#### What is required:
Copies of all lines that contain "instance" are needed; take them from the data below.

Stored records
****************

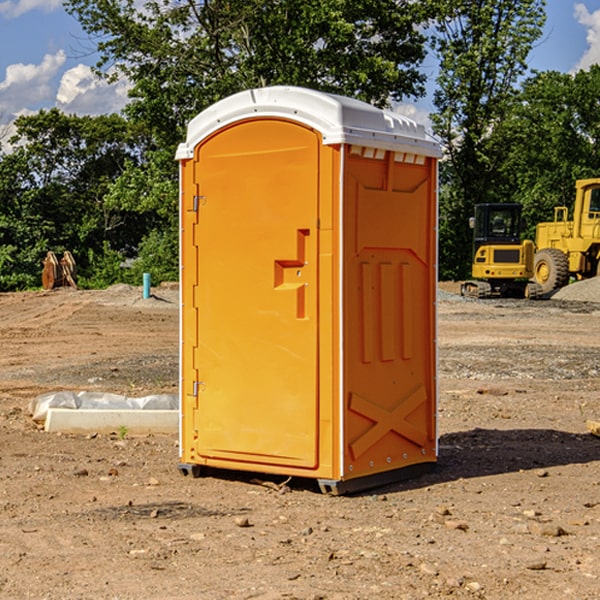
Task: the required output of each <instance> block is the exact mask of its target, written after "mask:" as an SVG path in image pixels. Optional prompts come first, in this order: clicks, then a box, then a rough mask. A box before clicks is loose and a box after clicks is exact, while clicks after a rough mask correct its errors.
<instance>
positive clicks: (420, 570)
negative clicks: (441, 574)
mask: <svg viewBox="0 0 600 600" xmlns="http://www.w3.org/2000/svg"><path fill="white" fill-rule="evenodd" d="M419 571H421V573H425V575H431V576H434V577H435V576H436V575H437V574H438V570H437V569H436V568H435V567H434V566H433V565H430V564H428V563H422V564H421V566H420V567H419Z"/></svg>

****************

#### Output below:
Task: the required output of each <instance> block is the exact mask of its target, written after "mask:" as an SVG path in image pixels. Optional prompts come first, in this order: clicks, then a box, then a rough mask. A box before clicks is loose and a box after clicks is exact, while clicks after a rough mask correct its errors.
<instance>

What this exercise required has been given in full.